- [AIM] Pick out every line of the data below that contains the word "road".

[Region outline entries]
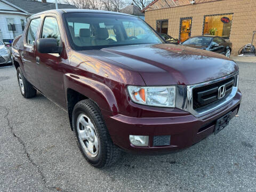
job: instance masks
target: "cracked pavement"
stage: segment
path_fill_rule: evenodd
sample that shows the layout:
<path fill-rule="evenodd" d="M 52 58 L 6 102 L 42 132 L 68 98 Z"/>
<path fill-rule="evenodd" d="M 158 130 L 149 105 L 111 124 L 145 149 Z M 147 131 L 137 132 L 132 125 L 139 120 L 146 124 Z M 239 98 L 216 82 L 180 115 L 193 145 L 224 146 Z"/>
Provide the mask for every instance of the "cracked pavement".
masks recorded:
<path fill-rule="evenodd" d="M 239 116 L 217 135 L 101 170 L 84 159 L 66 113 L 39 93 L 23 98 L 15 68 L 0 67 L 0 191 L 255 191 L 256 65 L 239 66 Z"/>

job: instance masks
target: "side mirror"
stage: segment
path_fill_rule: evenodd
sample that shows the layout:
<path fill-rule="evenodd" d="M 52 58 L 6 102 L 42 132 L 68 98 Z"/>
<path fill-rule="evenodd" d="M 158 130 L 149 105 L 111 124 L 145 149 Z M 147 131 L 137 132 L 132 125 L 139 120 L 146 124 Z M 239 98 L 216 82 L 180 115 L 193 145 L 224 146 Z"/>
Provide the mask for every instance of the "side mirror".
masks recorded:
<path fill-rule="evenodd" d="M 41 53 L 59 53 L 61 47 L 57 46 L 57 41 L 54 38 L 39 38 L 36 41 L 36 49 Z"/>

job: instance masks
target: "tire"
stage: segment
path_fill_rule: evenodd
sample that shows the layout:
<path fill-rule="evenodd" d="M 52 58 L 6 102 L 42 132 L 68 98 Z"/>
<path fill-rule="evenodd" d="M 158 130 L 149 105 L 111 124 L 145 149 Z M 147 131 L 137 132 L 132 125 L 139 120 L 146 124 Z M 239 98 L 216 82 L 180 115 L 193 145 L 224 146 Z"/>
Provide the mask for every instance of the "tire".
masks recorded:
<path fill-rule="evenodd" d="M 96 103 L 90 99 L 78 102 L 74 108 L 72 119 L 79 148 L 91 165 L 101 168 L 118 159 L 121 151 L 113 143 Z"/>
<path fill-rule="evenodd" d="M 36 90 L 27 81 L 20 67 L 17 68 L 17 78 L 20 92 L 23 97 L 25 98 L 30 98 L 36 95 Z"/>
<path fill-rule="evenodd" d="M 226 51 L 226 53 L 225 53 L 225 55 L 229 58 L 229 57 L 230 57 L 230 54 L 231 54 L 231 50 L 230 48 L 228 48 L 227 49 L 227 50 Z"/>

...

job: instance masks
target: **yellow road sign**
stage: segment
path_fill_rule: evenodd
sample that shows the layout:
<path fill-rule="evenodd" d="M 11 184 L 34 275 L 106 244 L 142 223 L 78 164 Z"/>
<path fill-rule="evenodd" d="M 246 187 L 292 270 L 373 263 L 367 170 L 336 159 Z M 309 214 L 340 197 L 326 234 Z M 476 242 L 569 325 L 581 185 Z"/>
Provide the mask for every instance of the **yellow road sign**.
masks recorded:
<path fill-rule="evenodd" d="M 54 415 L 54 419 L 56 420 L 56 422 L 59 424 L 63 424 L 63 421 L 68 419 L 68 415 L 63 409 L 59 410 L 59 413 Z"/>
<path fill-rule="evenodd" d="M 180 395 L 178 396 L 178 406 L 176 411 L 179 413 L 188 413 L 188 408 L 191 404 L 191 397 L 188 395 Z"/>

- [ANSWER TO THIS PROBLEM]
target: **yellow road sign**
Provide the mask for every instance of the **yellow road sign**.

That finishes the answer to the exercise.